── Record excerpts

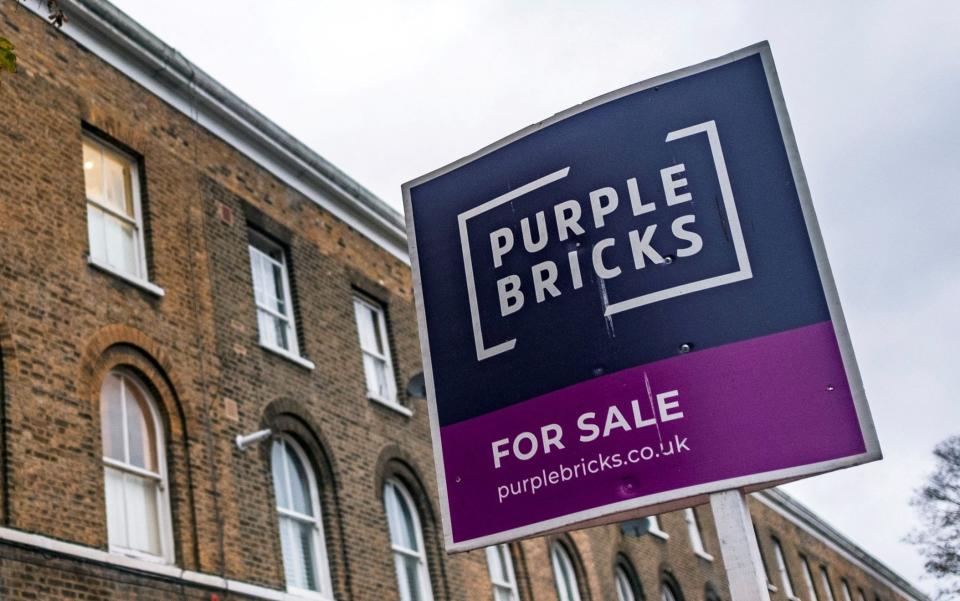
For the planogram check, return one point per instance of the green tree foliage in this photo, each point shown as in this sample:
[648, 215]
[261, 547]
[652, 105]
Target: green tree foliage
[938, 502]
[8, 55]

────

**Task to carry out**
Could you please write out the entries exactly as they are, with every picture left out?

**Output for this exercise**
For the planogram check, return one point per instance of the green tree foliage in this photo, each point shown as in this sample:
[648, 215]
[261, 547]
[652, 105]
Target: green tree foliage
[938, 502]
[8, 55]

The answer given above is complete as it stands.